● **DIRECTIVE**: Show every line of the records below that contains the word "ceiling". Count a line only if the word's capitalization matches.

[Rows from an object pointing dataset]

╭──

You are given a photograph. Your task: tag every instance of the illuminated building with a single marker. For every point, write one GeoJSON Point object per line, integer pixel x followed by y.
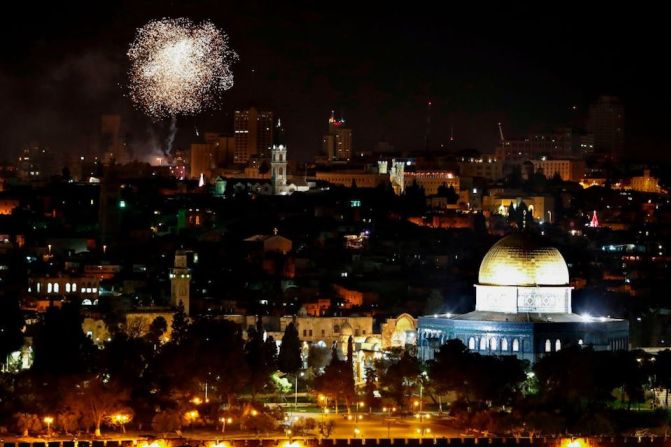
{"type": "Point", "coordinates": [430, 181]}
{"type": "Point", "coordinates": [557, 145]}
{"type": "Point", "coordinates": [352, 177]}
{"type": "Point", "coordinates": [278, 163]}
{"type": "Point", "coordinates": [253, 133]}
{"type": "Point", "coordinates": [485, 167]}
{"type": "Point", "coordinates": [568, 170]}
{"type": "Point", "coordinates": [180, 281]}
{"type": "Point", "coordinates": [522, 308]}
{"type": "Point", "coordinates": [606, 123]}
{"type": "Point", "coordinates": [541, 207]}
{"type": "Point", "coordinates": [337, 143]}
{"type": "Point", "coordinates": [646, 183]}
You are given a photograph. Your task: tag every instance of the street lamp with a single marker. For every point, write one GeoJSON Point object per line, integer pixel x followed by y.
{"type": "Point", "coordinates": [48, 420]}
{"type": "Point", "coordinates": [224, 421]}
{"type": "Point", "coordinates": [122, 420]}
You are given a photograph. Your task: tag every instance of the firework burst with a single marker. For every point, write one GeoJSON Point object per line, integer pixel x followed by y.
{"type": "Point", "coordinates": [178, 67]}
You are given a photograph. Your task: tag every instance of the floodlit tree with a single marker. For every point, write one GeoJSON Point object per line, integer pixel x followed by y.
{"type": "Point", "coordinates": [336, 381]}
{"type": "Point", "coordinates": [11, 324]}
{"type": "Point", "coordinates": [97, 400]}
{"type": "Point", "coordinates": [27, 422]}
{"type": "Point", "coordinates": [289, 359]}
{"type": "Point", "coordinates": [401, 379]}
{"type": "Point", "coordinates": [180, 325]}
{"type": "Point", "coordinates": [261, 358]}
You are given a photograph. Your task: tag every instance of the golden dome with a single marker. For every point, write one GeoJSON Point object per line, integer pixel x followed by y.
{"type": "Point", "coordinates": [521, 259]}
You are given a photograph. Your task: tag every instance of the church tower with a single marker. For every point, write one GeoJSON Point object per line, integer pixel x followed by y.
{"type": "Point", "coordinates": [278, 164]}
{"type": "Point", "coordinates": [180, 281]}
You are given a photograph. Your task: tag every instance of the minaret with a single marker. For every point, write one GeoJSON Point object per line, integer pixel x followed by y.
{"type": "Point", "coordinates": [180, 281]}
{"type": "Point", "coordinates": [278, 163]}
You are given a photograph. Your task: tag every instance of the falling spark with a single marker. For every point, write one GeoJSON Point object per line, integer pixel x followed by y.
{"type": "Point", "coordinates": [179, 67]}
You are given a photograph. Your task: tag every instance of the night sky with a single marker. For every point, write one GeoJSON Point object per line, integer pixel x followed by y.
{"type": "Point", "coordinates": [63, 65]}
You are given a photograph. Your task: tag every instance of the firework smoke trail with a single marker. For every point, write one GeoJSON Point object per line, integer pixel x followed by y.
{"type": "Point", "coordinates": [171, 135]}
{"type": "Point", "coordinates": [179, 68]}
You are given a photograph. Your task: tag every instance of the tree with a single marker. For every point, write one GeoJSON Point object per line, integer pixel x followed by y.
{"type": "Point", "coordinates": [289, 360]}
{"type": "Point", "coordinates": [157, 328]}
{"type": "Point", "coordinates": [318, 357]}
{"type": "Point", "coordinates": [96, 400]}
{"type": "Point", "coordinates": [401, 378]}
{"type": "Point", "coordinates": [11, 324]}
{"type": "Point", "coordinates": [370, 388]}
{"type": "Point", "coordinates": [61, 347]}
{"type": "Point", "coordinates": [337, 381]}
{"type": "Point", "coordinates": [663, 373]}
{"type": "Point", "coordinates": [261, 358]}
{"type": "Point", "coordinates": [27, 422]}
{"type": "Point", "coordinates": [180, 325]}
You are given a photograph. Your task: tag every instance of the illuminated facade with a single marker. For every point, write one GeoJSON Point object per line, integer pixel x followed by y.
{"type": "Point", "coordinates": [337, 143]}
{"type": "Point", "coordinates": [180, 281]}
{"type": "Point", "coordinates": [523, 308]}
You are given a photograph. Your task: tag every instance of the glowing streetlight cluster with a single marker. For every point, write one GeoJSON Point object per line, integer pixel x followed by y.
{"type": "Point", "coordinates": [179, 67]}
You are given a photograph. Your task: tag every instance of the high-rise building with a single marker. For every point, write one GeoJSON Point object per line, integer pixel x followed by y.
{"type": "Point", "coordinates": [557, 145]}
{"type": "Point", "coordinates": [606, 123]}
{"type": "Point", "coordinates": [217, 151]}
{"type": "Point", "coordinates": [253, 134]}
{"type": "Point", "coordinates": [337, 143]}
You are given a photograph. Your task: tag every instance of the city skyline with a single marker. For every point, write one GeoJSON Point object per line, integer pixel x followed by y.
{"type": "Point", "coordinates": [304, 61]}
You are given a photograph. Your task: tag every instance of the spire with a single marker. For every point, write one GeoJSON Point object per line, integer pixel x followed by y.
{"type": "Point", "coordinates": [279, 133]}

╰──
╭──

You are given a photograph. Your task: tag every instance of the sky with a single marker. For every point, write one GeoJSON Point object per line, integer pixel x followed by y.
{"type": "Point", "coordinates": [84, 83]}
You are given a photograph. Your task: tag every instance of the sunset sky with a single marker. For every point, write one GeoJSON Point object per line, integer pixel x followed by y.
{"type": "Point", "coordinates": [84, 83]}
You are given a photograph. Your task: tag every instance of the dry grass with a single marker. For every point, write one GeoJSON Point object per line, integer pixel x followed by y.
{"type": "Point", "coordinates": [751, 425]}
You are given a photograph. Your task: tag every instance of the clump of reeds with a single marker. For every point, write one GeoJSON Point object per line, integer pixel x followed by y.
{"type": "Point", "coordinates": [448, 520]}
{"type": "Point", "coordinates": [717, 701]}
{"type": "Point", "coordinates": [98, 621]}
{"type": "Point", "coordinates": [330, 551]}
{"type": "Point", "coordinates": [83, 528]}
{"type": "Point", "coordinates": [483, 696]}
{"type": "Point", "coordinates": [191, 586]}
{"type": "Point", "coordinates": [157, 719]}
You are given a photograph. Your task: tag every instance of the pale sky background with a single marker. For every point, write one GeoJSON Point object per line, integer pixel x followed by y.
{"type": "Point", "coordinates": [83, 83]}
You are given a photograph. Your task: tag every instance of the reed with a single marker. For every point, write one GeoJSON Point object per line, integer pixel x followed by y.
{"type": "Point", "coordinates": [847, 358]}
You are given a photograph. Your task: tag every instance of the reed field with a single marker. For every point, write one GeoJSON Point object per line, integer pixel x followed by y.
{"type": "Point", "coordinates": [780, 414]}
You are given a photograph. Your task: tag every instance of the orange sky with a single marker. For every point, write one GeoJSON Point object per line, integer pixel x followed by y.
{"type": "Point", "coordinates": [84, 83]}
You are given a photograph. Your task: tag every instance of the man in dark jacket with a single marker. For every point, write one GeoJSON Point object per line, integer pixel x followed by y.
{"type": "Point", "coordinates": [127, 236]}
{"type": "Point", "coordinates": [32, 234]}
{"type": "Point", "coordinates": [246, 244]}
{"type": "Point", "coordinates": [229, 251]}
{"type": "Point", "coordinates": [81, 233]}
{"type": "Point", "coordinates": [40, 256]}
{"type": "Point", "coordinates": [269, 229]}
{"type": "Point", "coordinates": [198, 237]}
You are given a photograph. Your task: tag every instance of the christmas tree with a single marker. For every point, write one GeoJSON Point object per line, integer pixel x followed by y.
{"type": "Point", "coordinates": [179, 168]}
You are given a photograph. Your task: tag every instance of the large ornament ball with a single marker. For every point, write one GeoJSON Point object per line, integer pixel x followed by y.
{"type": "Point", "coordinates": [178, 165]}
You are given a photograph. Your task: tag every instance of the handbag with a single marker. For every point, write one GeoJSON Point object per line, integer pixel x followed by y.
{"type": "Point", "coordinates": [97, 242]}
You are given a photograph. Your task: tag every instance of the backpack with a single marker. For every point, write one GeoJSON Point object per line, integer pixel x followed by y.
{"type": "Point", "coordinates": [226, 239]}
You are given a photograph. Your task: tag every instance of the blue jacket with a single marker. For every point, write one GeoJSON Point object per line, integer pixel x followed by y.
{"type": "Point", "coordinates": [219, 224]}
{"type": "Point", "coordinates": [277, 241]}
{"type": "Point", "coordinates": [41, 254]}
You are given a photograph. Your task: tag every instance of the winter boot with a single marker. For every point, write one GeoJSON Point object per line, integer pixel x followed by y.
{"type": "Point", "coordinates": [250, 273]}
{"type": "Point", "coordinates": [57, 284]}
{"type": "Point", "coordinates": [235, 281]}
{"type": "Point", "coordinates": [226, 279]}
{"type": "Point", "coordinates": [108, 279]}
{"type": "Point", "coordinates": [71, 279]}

╰──
╭──

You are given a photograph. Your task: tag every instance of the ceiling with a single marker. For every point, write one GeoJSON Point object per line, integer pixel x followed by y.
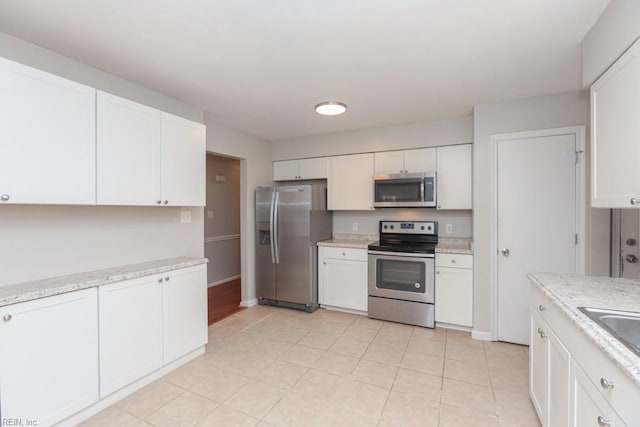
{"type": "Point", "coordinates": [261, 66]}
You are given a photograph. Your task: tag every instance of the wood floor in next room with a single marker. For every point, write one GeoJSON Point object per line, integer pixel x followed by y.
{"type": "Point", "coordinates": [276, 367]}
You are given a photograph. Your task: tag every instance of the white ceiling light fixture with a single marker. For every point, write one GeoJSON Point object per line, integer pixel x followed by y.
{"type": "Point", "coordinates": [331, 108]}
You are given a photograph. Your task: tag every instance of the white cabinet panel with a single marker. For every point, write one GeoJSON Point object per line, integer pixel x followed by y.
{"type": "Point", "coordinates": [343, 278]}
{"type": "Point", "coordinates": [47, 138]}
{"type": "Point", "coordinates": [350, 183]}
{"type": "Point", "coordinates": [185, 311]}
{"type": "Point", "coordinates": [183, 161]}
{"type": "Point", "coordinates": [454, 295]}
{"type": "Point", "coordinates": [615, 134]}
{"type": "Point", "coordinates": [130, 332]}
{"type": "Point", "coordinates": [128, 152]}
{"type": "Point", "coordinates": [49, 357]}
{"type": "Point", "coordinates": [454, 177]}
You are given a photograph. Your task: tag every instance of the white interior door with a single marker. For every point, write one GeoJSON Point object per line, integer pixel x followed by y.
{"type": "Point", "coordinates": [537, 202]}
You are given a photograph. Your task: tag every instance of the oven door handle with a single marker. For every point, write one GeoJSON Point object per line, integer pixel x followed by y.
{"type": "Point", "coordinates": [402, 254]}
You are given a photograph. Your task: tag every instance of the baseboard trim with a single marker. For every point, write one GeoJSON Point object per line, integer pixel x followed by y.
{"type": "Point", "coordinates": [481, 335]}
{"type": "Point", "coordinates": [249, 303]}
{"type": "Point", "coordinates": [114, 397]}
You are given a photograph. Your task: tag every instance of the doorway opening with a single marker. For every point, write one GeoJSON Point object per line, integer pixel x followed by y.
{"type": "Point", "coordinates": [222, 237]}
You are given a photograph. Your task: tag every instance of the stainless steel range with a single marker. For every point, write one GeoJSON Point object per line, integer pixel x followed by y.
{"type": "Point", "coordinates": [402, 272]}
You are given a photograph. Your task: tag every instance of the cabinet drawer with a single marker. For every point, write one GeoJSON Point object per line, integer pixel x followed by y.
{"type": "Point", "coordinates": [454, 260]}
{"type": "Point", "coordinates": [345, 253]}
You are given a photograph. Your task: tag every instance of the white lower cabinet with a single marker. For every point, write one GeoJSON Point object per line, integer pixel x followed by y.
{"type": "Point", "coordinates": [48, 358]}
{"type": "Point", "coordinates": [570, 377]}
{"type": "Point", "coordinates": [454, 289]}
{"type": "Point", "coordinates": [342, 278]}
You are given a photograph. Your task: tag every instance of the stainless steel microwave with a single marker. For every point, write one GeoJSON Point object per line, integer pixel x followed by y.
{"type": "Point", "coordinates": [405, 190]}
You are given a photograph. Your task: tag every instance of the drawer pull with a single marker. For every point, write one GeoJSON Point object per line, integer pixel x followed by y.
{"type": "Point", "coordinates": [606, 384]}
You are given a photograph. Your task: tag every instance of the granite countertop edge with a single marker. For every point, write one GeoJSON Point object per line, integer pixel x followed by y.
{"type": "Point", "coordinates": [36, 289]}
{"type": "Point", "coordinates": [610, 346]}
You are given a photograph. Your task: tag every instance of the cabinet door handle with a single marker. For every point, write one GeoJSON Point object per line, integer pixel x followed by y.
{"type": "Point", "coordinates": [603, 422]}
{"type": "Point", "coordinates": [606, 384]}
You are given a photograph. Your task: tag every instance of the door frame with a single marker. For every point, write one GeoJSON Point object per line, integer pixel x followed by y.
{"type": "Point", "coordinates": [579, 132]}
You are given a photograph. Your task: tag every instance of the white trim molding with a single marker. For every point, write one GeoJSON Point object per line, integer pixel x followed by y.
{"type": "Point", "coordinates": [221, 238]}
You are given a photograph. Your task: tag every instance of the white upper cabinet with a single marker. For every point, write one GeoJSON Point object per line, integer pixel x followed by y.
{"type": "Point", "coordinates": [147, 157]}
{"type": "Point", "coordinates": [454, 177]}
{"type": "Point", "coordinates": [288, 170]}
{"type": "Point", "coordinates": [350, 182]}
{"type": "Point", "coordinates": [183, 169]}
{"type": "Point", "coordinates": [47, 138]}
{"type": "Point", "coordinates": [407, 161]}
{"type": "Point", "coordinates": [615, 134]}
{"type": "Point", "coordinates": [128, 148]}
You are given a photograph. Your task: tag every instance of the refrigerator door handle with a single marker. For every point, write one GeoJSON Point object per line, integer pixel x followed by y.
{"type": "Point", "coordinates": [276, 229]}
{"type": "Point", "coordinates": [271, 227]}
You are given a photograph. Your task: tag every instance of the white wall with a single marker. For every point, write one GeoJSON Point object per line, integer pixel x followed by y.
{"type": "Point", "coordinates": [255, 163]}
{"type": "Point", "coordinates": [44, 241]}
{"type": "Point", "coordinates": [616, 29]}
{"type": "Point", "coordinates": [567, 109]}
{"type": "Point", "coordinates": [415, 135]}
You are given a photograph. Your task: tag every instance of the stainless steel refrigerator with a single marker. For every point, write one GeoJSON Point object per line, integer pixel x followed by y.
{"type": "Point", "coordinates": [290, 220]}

╰──

● **THE SOLUTION**:
You are given a photograph. Your task: tag every instance of the ceiling with a single marker. For every point, write one GeoJSON Point object per line, integer pixel x followed by y.
You are given a photograph. Your task: tag every instance of the white ceiling light fixture with a single marker. For every point, write one GeoJSON Point object per line, integer pixel x followed by y.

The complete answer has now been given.